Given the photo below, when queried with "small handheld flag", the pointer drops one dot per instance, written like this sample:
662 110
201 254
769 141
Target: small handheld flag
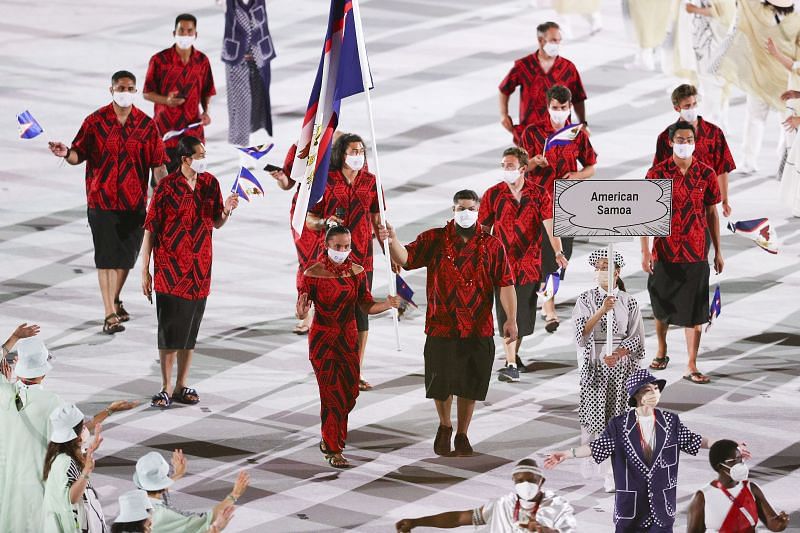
562 137
175 133
758 230
28 126
257 152
550 287
715 308
404 291
247 185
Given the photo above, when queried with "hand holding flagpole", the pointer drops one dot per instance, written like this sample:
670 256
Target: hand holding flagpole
366 81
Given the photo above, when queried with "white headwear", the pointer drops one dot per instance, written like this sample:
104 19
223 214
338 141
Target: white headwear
32 359
63 419
133 506
152 472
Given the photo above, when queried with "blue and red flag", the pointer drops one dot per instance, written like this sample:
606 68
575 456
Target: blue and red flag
338 76
28 126
562 137
758 230
404 291
257 152
246 185
715 308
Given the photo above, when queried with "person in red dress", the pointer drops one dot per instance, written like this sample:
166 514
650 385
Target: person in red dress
120 145
179 82
186 207
350 199
678 264
336 285
558 162
465 265
515 211
535 73
731 503
710 146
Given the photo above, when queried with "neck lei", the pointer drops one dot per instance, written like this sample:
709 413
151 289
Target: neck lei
336 268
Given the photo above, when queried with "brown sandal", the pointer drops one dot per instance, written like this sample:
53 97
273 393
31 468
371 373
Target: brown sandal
112 325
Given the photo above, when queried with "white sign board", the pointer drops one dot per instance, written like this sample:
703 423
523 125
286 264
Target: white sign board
594 208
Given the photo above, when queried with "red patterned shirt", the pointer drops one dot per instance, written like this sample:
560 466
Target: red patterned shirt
562 159
359 201
528 74
181 221
118 158
192 81
710 147
691 194
462 277
518 225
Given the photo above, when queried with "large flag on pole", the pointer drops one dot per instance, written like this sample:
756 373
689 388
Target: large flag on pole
338 76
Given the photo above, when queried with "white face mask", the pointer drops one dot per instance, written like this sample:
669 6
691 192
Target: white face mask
738 472
559 117
185 41
466 218
510 176
689 115
356 162
86 438
683 151
199 165
123 99
551 49
337 256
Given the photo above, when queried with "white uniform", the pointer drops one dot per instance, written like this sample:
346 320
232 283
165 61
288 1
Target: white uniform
23 444
554 512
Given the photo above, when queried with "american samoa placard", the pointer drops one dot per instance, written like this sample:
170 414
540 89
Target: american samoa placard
589 208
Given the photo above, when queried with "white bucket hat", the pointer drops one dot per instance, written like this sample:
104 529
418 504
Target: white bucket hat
133 506
63 419
32 359
152 472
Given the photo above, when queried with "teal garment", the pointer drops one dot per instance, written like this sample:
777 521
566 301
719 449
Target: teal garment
23 444
57 509
168 520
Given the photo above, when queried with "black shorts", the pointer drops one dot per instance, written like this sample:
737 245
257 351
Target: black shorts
526 309
362 318
178 321
117 237
458 367
549 264
679 292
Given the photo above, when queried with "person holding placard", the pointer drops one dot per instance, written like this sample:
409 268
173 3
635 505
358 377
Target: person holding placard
515 211
602 377
465 266
678 264
552 159
710 146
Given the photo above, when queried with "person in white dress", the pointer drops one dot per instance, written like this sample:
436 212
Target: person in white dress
602 377
527 508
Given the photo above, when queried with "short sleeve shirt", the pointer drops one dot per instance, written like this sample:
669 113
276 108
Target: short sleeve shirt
462 277
359 201
528 74
518 225
192 81
710 147
562 159
118 158
181 220
691 194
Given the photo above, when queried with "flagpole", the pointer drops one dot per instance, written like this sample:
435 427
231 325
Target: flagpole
304 194
365 80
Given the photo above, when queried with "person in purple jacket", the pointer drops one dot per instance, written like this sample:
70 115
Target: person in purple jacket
644 445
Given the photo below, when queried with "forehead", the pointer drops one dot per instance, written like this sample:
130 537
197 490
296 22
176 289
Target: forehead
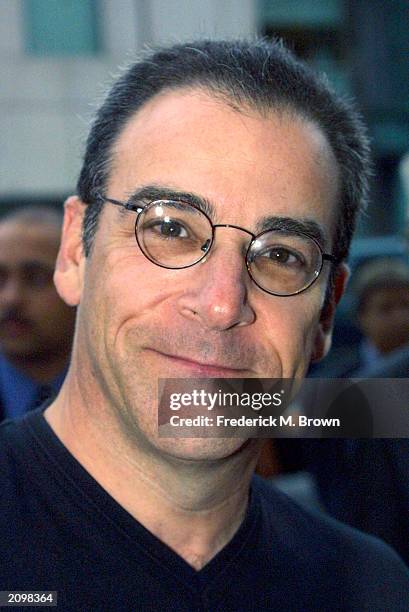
20 243
249 165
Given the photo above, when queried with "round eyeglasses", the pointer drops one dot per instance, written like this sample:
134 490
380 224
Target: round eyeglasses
175 234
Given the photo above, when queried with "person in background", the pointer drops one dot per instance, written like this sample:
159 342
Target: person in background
36 326
208 237
382 290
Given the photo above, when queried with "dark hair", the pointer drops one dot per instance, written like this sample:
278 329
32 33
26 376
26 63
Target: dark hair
260 74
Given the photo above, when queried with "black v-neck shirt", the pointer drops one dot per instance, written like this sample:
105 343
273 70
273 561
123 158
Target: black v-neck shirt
61 531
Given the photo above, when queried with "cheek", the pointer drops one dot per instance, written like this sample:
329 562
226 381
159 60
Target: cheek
292 327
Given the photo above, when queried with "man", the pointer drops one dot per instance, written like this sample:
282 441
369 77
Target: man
218 179
36 326
382 289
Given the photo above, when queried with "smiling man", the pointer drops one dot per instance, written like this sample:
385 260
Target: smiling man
214 211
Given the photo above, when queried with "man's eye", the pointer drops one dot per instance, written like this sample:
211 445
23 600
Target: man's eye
169 229
283 256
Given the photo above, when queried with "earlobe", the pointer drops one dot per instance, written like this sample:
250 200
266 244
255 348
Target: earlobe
323 338
69 271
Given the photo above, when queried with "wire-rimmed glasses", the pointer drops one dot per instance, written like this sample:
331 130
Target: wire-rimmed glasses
176 234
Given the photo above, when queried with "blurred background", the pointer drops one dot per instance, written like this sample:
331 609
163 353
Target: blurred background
59 56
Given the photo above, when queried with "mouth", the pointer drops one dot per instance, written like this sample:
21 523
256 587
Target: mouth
198 368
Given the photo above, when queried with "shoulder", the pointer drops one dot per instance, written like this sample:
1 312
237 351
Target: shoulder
363 566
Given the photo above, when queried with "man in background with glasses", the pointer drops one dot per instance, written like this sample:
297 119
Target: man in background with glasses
214 212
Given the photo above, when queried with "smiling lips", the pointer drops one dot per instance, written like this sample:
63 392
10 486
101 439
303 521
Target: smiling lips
210 370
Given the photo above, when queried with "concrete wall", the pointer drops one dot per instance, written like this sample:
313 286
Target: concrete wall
46 103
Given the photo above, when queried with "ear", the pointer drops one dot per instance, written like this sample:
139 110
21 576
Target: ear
69 270
323 338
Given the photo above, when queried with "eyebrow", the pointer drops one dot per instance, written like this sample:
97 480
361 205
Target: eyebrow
307 226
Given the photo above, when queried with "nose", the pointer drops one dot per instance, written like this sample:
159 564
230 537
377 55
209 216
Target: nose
217 297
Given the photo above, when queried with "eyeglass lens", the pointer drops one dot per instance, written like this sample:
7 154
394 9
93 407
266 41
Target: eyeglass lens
178 235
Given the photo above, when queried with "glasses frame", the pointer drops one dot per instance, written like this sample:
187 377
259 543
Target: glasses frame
138 208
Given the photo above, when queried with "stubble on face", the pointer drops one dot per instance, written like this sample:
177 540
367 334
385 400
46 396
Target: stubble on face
136 312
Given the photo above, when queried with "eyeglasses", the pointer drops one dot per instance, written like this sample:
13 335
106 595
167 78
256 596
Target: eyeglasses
174 234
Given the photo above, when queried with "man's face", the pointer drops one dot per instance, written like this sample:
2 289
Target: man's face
139 322
385 317
34 321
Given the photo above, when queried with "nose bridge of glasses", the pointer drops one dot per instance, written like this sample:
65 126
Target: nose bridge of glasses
236 227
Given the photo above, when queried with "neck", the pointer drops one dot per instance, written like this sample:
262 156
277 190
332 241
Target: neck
193 506
40 369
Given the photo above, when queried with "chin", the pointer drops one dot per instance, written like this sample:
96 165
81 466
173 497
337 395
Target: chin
200 449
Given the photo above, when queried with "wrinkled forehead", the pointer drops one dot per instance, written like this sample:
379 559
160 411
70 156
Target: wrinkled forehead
249 164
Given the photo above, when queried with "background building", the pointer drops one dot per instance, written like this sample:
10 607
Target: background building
57 57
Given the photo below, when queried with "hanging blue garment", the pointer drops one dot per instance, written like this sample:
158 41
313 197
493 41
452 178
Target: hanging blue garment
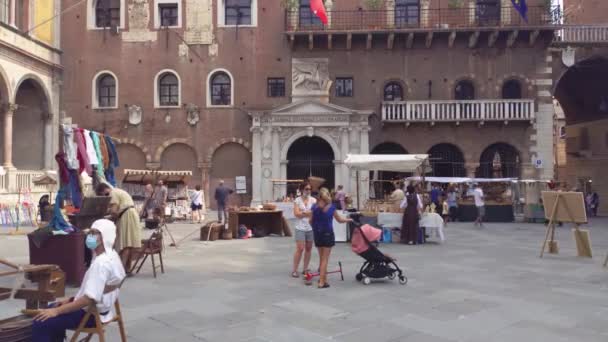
114 162
58 222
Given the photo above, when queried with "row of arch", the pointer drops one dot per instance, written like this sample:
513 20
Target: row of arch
447 160
167 89
463 89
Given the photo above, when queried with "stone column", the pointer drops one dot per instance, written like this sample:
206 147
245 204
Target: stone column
276 162
256 161
9 111
344 148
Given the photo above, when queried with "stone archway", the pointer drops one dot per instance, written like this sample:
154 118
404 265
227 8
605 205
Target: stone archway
29 121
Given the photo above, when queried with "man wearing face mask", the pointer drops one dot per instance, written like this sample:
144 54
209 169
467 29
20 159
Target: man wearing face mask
100 287
123 212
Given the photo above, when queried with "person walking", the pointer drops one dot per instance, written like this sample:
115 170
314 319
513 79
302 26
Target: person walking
221 197
302 208
123 212
479 204
412 205
197 205
323 214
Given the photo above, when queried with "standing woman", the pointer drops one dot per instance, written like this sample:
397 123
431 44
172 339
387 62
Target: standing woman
302 209
322 218
411 215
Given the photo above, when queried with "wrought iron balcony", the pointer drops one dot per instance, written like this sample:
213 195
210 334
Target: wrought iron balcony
420 19
582 34
458 111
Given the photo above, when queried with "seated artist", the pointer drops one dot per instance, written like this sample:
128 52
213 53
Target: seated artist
100 286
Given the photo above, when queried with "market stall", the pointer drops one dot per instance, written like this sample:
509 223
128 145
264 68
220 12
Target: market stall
178 201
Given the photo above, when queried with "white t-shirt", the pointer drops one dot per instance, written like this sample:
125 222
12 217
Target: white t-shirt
104 270
303 223
478 195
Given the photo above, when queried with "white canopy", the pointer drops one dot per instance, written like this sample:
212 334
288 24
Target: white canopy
385 162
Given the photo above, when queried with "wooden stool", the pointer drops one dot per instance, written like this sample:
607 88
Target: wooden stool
99 328
152 246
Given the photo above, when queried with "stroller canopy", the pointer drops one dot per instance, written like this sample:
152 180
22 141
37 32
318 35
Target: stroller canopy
359 245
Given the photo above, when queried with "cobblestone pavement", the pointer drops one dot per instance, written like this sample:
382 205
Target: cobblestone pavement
480 285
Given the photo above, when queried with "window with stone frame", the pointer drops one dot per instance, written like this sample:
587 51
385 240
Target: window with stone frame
169 14
221 89
237 12
393 92
276 87
106 91
107 13
168 90
344 87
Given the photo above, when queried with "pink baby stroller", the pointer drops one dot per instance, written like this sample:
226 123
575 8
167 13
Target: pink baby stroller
377 265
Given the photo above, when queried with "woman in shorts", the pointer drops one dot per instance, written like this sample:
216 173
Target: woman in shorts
302 210
323 214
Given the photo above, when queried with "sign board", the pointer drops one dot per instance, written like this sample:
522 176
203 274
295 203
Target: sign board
241 185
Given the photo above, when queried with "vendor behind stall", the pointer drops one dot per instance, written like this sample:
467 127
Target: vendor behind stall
100 287
123 212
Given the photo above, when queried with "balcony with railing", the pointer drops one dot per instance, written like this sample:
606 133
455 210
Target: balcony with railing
415 18
457 111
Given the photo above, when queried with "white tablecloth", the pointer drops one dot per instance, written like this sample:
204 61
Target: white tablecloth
431 221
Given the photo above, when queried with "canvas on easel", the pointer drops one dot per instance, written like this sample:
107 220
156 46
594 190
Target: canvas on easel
566 207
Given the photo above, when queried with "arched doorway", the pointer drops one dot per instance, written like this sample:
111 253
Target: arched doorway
447 160
28 126
310 156
131 157
499 160
383 184
229 161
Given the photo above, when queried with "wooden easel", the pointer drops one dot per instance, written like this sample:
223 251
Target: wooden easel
581 237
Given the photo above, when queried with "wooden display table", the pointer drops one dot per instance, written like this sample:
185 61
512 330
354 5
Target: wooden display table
272 220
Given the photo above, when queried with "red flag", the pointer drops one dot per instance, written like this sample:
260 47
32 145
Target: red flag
317 7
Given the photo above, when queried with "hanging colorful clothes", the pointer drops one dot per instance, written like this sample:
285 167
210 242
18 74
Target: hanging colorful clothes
90 148
81 151
58 222
69 147
104 151
95 139
114 162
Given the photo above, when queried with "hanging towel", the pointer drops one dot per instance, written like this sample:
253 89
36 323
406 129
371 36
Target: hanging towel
69 147
90 148
81 151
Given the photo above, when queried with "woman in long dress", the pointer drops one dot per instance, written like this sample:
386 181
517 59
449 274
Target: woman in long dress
412 205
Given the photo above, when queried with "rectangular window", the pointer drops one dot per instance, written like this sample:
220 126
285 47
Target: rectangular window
344 87
276 87
5 8
238 12
168 14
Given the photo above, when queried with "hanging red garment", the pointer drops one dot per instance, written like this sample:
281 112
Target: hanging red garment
317 7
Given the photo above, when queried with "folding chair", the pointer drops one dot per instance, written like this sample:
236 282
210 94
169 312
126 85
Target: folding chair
152 246
99 328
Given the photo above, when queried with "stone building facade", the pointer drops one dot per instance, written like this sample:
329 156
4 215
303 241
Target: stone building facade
279 96
30 80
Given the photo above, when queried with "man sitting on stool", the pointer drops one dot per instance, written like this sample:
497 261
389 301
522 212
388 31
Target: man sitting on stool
100 287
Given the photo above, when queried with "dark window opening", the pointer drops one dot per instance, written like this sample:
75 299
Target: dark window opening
238 12
220 89
106 91
276 87
169 14
168 90
344 87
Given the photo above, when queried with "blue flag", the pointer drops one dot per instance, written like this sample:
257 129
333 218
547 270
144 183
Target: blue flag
522 8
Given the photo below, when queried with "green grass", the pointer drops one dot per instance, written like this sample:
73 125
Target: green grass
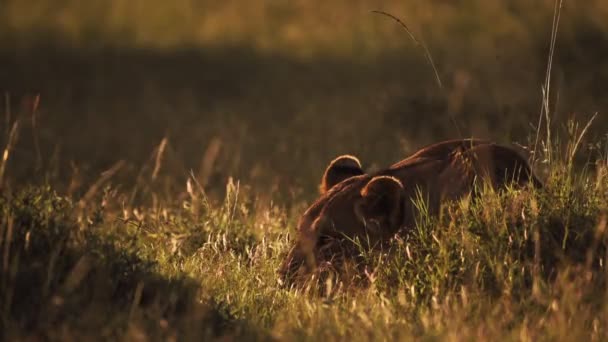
105 234
524 264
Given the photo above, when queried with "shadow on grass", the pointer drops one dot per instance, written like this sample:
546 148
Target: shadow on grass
62 279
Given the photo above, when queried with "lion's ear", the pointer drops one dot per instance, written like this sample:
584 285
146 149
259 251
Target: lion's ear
382 199
340 169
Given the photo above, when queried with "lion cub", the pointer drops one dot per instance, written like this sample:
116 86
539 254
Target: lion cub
374 207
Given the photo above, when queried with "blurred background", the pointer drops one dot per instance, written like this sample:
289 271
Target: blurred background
269 91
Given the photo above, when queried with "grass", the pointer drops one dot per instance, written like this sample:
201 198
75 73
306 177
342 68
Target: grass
524 264
153 187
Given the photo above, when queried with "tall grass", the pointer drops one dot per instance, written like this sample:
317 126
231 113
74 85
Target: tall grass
522 264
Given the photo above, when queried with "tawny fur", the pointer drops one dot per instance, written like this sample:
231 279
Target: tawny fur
376 207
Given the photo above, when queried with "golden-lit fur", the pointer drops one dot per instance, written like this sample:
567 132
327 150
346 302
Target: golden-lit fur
338 170
373 208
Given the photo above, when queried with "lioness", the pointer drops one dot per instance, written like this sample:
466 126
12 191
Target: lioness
374 207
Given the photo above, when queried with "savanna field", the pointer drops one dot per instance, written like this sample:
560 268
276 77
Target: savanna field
157 157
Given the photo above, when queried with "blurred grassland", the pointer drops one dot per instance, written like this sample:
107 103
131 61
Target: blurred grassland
279 88
115 104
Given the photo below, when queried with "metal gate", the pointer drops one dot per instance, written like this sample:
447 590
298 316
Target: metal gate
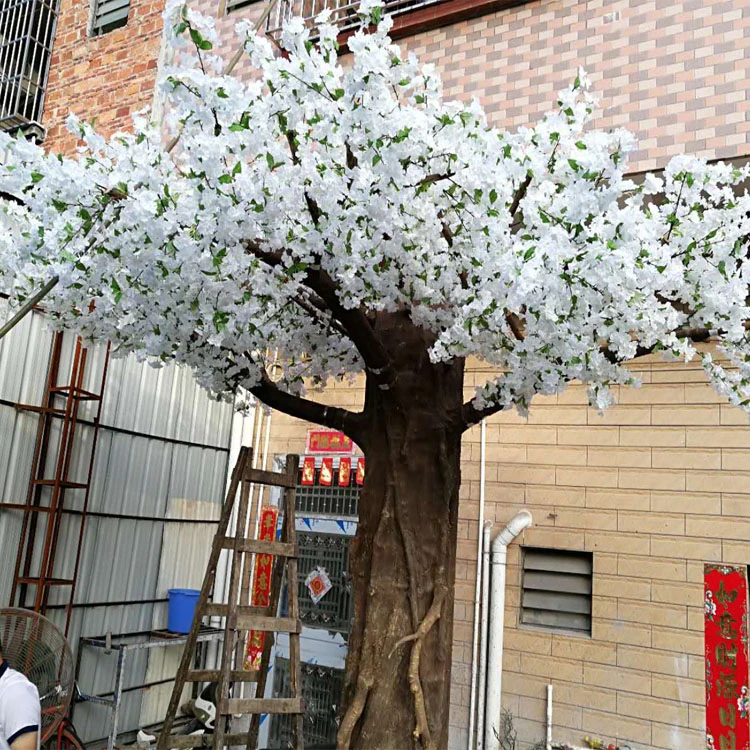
321 692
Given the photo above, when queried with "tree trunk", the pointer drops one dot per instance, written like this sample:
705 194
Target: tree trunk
403 559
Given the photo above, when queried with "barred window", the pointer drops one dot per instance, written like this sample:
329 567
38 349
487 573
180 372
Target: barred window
328 500
321 691
27 30
336 609
557 588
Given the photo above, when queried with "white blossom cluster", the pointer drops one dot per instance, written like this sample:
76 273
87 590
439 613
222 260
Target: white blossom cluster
529 250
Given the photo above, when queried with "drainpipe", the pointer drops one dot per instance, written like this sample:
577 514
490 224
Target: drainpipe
515 526
549 717
482 686
482 569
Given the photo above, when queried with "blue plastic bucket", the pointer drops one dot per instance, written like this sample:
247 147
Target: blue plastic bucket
182 604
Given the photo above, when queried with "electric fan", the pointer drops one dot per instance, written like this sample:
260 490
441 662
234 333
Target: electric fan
34 646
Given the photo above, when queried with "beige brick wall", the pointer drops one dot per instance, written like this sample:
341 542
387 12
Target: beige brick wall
654 488
675 73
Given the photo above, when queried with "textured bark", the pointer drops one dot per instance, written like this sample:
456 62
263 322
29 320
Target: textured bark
403 560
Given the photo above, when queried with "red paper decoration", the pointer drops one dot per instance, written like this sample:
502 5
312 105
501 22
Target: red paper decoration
345 472
326 472
726 632
308 470
269 516
360 478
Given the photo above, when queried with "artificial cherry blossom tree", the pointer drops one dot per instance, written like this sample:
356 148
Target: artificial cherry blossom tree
350 220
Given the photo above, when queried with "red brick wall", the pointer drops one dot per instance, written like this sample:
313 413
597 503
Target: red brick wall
106 77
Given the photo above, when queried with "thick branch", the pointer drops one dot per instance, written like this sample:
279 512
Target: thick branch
518 197
354 321
350 423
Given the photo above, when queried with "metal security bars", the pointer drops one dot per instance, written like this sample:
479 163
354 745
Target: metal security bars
110 15
321 692
27 30
328 500
557 588
335 610
344 12
330 551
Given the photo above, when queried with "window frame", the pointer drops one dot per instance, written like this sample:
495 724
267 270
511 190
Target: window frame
93 9
589 575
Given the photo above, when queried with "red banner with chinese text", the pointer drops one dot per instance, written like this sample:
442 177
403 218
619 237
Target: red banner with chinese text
360 475
326 472
727 702
328 441
261 584
308 471
345 472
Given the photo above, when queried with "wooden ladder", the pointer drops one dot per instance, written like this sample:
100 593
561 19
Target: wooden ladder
240 618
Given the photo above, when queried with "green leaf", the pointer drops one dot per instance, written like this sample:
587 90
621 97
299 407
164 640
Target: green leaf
220 320
219 257
116 291
199 41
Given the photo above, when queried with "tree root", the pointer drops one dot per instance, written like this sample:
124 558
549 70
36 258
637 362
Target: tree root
351 717
422 728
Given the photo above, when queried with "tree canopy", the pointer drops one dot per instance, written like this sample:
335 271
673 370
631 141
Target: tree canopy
300 204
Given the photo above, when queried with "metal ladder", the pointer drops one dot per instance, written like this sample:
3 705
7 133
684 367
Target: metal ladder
72 393
240 618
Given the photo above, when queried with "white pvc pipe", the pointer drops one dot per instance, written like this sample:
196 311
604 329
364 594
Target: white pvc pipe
482 685
477 586
549 717
515 526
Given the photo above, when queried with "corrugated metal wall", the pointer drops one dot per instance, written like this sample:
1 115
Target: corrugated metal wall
162 439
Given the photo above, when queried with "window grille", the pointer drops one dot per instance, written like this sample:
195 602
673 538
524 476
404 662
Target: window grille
336 609
109 15
557 587
321 691
233 5
330 501
27 30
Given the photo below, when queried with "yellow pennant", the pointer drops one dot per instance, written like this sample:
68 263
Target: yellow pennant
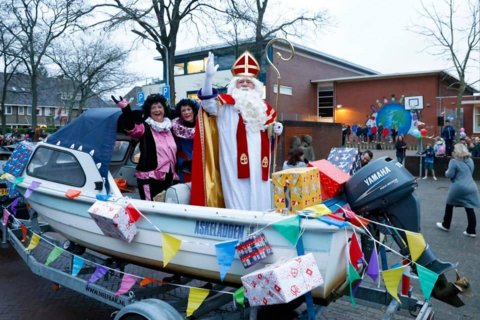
392 278
33 242
416 244
170 246
195 299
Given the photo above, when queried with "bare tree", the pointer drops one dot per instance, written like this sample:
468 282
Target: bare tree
93 66
160 20
252 20
35 25
456 38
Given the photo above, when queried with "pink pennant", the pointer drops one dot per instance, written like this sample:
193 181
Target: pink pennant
355 251
128 281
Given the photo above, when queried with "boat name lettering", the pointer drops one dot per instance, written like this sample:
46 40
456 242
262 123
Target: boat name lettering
105 295
215 229
377 175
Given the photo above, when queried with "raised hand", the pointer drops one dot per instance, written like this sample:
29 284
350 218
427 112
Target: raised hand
121 103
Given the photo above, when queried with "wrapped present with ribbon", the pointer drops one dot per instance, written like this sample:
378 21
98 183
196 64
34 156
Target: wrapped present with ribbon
282 282
347 159
332 178
113 220
253 249
296 188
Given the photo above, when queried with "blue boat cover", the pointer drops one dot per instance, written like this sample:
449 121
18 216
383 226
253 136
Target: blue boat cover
95 129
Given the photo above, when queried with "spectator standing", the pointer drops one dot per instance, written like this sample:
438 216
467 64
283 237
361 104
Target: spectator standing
463 191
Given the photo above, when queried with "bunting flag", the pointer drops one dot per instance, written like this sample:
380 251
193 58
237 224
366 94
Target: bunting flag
373 270
170 246
195 299
24 232
34 241
54 254
100 271
416 244
34 185
128 281
6 214
132 212
392 278
77 265
239 296
225 254
427 279
148 280
352 277
289 228
355 251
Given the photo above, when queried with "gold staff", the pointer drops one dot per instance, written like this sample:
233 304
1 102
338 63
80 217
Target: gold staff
279 54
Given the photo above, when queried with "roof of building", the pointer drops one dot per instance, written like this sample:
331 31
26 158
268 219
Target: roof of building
51 92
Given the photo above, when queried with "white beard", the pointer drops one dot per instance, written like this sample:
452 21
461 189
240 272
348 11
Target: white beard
252 108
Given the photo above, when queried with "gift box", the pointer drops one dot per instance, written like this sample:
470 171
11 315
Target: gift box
113 220
282 282
296 188
253 249
347 159
18 159
332 178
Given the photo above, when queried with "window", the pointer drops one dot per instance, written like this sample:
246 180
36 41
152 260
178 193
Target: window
196 66
325 102
56 166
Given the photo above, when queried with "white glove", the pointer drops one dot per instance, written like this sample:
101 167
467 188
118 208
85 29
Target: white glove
277 128
210 71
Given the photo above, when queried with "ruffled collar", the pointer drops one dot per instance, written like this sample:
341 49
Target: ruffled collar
165 125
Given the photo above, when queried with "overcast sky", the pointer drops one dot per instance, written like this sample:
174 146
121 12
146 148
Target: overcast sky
372 33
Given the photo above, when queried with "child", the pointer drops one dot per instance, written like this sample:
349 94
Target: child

--

» **What is being asked**: State the number of lines in the records that contain the string "child", treating uppercase and lowercase as distinct. Reply with that number alone.

» **Exercise response**: 2